A 19 and 21 year old moments away from death embrace atop a turbine engulfed in flames. One man jumped to escape the fire, the other burned alive in an attempt to reach the staircase.

In the afternoon of October 29, 2013 at the Deltawinds Piet de Wit Wind Farm in Ooltgensplaat, Holland, a fire broke out inside the engine room of a 220 foot (67 meter) high wind turbine. A crew of four were performing regular maintenance on the 1.75 megawatt Vestas V-66 at the time. Two of the workers, who were older and more experienced, managed to escape by jumping through the flames, reaching the staircase just before it became entirely engulfed. Unfortunately due to fear, lack of experience, or the false hope that someone would rescue them, a 19 and a 21-year-old worker perished that day. According to The Netherlands Times, “because of the height, the fire department initially had trouble extinguishing the fire in the engine room.” The fire, believed to have been caused by a short fuse, was not extinguished until that evening when specialty firefighters equipt to handle such a situation arrived. Turbines are built with what is known as a ‘Constant Rate Descender’ which is essentially a cord workers can attach themselves to in the event of an emergency and use to repel down the turbine. It slows the descent to 6.5 feet per second (2 meters/second) which is slower than one would land after hopping up on one foot. Unfortunately, the repelling equipment was located on the opposite side of the turbine and the two young men were blocked from it by the flames. Eventually, one of the remaining engineers chose to jump from the turbine rather than wait to burn to death. His body was immediately discovered in the field beneath the machine. The second chose to remain and seemingly made a final attempt to escape by walking through flames to reach the staircase. His charred body was discovered inside the turbine by firefighters later that evening. Although their names are unknown, their outlined image has been burned into the minds of those who have viewed it.
────────────────────────────────────────
| Written request 1 |
Answer these questions using the account of the wind turbine fire.
(a) How high was the wind turbine that caught fire?
(b) What was the fire believed to have been caused by?
(c) To what speed does a Constant Rate Descender slow a worker's descent?

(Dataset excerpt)
────────────────────────────────────────
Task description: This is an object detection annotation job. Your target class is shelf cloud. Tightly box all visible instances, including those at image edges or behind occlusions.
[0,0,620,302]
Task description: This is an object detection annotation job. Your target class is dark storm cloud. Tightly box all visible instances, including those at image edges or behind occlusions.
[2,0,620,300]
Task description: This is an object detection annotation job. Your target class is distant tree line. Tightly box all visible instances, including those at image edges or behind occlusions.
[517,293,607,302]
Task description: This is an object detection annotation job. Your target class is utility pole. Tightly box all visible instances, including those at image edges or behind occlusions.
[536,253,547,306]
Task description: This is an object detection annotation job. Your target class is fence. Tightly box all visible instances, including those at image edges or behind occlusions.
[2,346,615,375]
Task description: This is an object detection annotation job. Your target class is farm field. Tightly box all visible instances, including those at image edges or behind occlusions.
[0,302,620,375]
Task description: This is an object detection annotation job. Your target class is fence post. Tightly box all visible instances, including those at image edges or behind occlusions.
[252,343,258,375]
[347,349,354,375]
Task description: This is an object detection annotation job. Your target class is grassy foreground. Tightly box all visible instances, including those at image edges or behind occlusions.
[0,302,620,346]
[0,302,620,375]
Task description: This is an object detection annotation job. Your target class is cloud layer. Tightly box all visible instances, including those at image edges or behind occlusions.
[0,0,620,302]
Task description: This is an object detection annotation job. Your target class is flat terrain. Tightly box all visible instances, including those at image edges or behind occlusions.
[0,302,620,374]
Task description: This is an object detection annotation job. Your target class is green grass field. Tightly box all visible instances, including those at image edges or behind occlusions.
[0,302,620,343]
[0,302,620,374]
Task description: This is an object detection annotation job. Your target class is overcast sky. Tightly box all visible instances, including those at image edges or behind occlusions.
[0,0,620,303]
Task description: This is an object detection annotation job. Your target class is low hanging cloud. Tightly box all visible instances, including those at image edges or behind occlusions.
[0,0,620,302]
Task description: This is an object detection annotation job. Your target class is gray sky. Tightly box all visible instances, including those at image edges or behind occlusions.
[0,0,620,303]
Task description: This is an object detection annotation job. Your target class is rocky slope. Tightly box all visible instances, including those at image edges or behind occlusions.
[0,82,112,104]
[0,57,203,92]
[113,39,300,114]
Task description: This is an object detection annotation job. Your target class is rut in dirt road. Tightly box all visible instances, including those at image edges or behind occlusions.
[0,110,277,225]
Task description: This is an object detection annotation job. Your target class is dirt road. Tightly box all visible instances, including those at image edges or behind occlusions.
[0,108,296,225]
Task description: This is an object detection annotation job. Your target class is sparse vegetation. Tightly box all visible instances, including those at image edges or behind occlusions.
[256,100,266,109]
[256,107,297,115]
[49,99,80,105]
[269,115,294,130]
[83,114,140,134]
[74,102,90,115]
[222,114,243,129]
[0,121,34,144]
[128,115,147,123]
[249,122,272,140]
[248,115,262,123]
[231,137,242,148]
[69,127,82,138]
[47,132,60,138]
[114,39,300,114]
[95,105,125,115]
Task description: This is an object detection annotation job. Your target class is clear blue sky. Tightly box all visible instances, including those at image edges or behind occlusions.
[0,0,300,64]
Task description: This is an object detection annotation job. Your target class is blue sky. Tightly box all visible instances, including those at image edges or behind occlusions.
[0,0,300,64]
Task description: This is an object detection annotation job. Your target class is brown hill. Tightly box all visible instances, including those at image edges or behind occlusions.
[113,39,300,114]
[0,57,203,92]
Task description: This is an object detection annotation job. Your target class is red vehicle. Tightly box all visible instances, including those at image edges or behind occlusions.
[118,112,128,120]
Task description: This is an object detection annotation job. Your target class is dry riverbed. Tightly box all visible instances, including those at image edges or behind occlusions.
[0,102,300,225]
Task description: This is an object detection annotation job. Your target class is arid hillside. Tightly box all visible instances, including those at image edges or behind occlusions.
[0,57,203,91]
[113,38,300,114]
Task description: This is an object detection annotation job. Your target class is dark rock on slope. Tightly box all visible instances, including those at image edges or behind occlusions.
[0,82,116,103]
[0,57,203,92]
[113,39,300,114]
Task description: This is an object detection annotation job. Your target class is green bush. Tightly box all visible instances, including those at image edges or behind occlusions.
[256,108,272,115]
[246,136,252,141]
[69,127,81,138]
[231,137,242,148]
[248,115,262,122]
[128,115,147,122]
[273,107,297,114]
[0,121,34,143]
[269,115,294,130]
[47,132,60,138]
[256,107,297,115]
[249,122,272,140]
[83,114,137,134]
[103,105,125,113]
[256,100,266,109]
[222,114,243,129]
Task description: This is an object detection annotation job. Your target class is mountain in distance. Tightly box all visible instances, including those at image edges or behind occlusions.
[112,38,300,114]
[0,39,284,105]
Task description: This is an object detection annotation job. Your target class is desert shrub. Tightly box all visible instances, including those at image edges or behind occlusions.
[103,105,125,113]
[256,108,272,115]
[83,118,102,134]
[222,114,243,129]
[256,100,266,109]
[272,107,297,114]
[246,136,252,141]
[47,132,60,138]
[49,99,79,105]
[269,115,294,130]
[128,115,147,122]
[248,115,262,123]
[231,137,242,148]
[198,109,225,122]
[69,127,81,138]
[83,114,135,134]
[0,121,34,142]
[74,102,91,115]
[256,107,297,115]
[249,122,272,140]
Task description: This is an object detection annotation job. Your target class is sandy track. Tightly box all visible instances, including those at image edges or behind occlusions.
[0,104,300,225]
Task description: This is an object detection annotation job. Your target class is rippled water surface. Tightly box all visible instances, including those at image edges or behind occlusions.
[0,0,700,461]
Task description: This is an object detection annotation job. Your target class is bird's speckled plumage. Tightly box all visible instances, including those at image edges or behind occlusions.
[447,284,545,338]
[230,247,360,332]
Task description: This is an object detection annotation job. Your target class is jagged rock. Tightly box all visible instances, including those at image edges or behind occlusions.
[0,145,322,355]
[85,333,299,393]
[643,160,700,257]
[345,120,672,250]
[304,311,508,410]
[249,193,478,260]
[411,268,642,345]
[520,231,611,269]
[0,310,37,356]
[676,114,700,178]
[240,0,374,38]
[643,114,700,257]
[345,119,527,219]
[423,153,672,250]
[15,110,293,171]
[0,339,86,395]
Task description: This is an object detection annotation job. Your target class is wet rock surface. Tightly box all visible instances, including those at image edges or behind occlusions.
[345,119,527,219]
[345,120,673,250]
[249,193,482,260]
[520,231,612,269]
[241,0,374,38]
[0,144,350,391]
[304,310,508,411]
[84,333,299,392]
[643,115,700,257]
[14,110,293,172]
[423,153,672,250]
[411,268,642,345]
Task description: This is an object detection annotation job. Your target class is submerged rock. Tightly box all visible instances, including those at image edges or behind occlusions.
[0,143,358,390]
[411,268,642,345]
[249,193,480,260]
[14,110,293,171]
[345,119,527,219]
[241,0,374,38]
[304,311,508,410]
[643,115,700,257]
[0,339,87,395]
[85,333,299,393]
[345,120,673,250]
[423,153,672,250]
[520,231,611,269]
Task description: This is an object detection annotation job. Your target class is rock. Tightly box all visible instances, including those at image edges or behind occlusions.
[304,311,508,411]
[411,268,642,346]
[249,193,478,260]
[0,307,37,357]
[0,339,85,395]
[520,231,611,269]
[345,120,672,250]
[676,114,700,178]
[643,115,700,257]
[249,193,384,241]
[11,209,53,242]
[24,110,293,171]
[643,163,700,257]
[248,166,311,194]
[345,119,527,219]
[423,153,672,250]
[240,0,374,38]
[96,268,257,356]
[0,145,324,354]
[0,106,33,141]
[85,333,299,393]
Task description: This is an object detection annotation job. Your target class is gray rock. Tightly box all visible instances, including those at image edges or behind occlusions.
────────────────────────────────────────
| Written request 2 |
In the records, substitute "gravel road" for "dirt road" from the line with "class is rut" up to and including the line with "[95,105,125,115]". Present only those lines.

| Complete output 1 |
(a) 220 feet (67 meters).
(b) A short fuse.
(c) 6.5 feet per second (2 meters/second).

| Complete output 2 |
Task description: This is an object detection annotation job. Your target class is rut in gravel road. Tightly box all visible instances, including those at image edges or behind occlusions.
[0,110,277,225]
Task description: This is an object detection annotation job. Your target class is gravel road. Tightly box all visible instances, including those at image edges or behind occlusions.
[0,108,296,225]
Task description: This is an object detection annotation job. Your target class is sparse vegetation. Tightly box all visible instances, including those at image edges or behind occlusions.
[256,100,266,109]
[256,107,297,115]
[49,99,80,105]
[269,115,294,130]
[83,114,140,134]
[74,102,90,115]
[222,114,243,129]
[0,121,34,144]
[128,115,147,123]
[249,122,272,140]
[248,115,262,123]
[231,137,242,148]
[69,127,82,138]
[47,132,60,138]
[114,39,300,114]
[95,105,125,115]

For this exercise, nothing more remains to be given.